##### Artikel

PULANG PISAU - Sidang lanjutan Perkara Perdata No.4/Pdt.G/2023/PN.Pps, yang terdaftar di Pengadilan setempat, yakni antara mantan pasangan suami istri (pasutri) Merianto (penggugat) dengan Melisa Purnama Sari (tergugat), masih berlangsung.
Dikabarkan, tepat pada Senin 17 Juli 2023 kemarin di ruang sidang utama Pengadilan Negeri (PN) Kabupaten Pulang Pisah, Kalimantan Tengah (Kalteng), sidang lanjutan perkara tersebut dengan agenda menghadirkan saksi kedua belah pihak beserta saksi ahli dan saksi fakta.
Kepada awak media, kedua kuasa hukum baik dari pihak penggugat dan tergugat menyampaikan beberapa hal penting selama proses persidangan.
Kuasa hukum penggugat Dr Mambang I Tubil SH, MAP, kepada awak media menyatakan optimis bahwa majelis hakim nantinya akan memberikan putusan yang bijaksana kepada kliennya yang tengah beracara di meja persidangan pada Pengadilan Negeri (PN) Pulang Pisau.
Dimana, kata Mambang, keterangan dari para saksi yang hadirkan dapat menjadi pertimbangan majlis hakim untuk memutuskan perkara ini dengan bijaksana dan seadil-adilnya sesuai denah fakta dan barang bukti yang ada.
"Artinya, dari hasil sidang kemarin kita mulai mendapatkan titik terang. Menurut saksi ahli, bahwa melawan atau menentang hukum adat itu tentu harus dipertanggung jawabkan oleh pihak tergugat," ujarnya.
Dia menyebut, salah satu pelanggaran tergugat disinyalir telah membuat surat palsu untuk alasan perceraian serta menuduh penggugat, red) tanpa adanya bukti jelas yang dapat dibuktikan kebenarannya.
Kemudian tambahnya, dalam keputusan adat pihak tergugat tidak ada niat baik untuk melakukan penyelesaian perkara tersebut bahkan tidak menghargai hukum adat.
"Semoga nanti pada putusan yang dijadwalkan lada tanggal 31 Juli 2023 mendatang, majlis hakim dapat memutuskan sesuai harapan dan tentu sesuai bukti fakta yang ada," tandasnya.
Sementara kepada awak media, Kuasa hukum tergugat, Endas Triniwati, SPd, SH, MH menyatakan bahwa dari hasil persidangan lanjutan kemarin dapat disimpulkan bahwa perkara yang tengah bergulir saat ini harusnya dapat diselesaikan di putusan adat.

##########
##### Data yang Diberikan

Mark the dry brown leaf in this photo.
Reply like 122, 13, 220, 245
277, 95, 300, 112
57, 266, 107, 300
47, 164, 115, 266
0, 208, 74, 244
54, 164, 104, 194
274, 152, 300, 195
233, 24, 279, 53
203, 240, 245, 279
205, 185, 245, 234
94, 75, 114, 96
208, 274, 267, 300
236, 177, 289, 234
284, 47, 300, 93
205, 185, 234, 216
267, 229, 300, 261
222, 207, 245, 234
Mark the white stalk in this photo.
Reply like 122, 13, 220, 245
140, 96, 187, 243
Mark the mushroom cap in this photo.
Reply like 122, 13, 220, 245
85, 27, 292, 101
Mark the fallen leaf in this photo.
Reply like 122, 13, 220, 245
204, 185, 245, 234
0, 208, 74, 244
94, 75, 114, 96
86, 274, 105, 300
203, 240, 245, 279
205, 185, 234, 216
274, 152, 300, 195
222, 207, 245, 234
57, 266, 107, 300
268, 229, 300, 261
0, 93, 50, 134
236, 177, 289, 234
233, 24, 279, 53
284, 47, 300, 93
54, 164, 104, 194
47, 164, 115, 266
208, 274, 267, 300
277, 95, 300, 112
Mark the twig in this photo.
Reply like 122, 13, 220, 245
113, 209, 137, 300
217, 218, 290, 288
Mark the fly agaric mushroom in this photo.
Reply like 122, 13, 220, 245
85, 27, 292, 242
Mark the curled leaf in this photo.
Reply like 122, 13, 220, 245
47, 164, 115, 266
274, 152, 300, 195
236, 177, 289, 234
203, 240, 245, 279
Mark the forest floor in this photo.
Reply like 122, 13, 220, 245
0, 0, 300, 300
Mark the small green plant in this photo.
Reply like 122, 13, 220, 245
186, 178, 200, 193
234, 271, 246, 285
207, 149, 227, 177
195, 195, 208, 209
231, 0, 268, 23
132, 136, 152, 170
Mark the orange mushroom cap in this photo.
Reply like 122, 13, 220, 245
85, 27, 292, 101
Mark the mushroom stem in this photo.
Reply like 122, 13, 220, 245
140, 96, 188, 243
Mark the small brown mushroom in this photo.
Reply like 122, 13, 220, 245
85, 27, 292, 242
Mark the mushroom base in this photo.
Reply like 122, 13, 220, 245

##########

▶ _Tugas Singkat A_
Tolong masukkan baris-baris daftar di atas ke dalam tabel Markdown dengan kolom "Nomor" dan "Isi", mulai dari baris yang memuat "Mark the mushroom stem in this photo." dan terus sampai akhir daftar. Lewati baris yang kosong.
▶ _Tugas Singkat B_
Tuliskan lanjutan berita tentang sidang gugatan perdata di Pengadilan Negeri Pulang Pisau setelah kalimat terakhirnya.

▶ _Jawaban Tertulis A_
| Nomor | Isi |
|---|---|
| 1 | Mark the mushroom stem in this photo. |
| 2 | Reply like 122, 13, 220, 245 |
| 3 | 140, 96, 188, 243 |
| 4 | Mark the small brown mushroom in this photo. |
| 5 | Reply like 122, 13, 220, 245 |
| 6 | 85, 27, 292, 242 |
| 7 | Mark the mushroom base in this photo. |
| 8 | Reply like 122, 13, 220, 245 |

▶ _Jawaban Tertulis B_
Pasalnya, berdasarkan keterangan saksi ahli bahwa terkait kasus ini alangkah baiknya diselesaikan satu persatu, baik terkait perceraian maupun utang piutang. Artinya, gugatan pertama dari pihak penggugat harus berkesinambungan dari gugatan selanjutnya.
"Ya, harusnya terkait perceraian adat selesainya di ranah adat saja. Kalau masalah denda kan sudah sudah disetujui pihak tergugat dengan besaran Rp 10 juta itu sebagai denda karena klien kami yang menggugat perceraian. Sedangkan untuk utang piutang eksekusinya bisa dari putusan adat berupa sita jaminan, entah itu rumah, ranah atau benda bergerak lainnya yang kesemuanya bisa dijual untuk pemenuhan utang ataupun denda sesuai besaran yang sudah ditentukan dalam putusan adat," ungkap Endas.
Ditanya terkait utang piutang, Endas menjelaskan bahwa pihaknya telah mengamati baik penggugat maupun tergugat wajib menyelesaikan utang tersebut, yank artinya lagi utang piutang dimaksud utang bersama.
"Namun, klien kami tidak memungkiri adanya utang sebesar Rp 95 juta dengan penyerahan berupa sertifikat. Tapi nanti masih ada sidang lanjutkan kesimpulan, teman-teman media bisa kembali memantau perkembangan perkara ini sampai putusan," kadanya.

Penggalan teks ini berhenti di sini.